**** RECORDS PROVIDED ****

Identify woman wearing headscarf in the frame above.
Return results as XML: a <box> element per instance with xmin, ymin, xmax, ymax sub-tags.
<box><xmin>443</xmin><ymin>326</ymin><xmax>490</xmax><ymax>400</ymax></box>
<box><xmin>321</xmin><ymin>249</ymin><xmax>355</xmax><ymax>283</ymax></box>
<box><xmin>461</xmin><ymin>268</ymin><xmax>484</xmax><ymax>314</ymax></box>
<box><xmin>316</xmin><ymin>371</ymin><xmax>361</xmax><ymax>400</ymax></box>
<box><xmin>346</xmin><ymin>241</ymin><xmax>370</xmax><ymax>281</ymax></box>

****
**** RECORDS PROVIDED ****

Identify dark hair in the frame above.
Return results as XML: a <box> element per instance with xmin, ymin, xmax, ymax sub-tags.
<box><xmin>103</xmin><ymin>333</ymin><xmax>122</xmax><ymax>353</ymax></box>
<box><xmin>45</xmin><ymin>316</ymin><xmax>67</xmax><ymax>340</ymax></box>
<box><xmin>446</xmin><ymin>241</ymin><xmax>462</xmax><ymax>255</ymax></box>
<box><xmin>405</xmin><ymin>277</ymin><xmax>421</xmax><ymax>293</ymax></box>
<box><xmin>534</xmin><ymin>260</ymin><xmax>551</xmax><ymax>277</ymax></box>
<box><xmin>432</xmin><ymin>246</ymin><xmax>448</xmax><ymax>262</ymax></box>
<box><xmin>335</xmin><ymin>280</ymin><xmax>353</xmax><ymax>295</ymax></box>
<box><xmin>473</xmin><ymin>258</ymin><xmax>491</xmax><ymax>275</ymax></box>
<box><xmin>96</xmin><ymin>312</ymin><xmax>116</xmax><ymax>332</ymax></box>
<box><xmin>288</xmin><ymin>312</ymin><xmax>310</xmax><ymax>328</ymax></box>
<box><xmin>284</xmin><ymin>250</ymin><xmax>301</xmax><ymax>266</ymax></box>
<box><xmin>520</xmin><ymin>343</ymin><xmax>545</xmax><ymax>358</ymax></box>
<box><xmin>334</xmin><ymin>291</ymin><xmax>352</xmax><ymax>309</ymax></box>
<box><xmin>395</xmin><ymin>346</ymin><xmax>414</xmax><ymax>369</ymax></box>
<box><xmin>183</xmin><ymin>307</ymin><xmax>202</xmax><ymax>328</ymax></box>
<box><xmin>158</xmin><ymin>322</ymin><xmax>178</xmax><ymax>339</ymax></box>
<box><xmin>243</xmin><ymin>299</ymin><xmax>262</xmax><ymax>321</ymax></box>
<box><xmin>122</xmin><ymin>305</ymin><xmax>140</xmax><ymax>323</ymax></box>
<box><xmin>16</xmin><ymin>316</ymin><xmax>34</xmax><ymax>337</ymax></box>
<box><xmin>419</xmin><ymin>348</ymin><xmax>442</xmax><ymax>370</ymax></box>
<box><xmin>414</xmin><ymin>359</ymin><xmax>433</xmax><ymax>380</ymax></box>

****
**** RECORDS PROVIDED ****

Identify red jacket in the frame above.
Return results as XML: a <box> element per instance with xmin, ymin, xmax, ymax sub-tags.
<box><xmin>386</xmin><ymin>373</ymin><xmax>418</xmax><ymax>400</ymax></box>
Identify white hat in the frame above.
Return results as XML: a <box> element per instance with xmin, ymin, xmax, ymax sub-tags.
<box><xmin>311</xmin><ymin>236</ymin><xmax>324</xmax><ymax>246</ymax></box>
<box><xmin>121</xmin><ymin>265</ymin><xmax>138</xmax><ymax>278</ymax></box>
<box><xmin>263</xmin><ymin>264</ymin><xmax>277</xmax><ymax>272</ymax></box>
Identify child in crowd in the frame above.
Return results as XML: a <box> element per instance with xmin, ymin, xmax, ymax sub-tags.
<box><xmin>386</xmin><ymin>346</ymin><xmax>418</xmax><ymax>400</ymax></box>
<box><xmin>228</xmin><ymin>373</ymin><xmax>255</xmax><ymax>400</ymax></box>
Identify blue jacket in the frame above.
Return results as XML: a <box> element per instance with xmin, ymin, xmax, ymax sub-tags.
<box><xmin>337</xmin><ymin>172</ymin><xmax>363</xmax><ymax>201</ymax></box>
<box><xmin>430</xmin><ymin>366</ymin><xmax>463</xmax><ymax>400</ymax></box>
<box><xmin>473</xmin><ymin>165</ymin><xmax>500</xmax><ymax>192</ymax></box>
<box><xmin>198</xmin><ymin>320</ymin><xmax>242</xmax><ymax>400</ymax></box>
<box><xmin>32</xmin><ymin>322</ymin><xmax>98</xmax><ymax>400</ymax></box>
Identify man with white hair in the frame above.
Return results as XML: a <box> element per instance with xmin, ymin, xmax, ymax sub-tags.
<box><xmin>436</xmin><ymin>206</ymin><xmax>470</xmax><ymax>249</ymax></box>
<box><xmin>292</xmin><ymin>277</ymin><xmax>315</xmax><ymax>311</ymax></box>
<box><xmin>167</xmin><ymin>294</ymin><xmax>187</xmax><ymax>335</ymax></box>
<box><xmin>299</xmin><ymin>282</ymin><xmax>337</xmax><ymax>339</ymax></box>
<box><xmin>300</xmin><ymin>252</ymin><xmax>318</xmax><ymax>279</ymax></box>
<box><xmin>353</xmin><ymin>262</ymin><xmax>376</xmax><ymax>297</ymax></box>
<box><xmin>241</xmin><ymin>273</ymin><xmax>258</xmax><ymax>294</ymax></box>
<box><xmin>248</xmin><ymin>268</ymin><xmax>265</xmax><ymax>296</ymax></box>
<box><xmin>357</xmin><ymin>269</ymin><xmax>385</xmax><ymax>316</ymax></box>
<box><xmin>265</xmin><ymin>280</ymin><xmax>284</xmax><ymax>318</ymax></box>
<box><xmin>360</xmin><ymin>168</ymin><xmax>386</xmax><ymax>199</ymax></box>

****

◆ **TASK DETAILS**
Please list every line of the records that contains "above".

◆ **ANSWER SECTION**
Identify woman wearing headscarf in the frame above.
Identify dark hair in the frame above.
Identify red jacket in the frame above.
Identify white hat in the frame above.
Identify child in crowd in the frame above.
Identify blue jacket in the frame above.
Identify man with white hair in the frame above.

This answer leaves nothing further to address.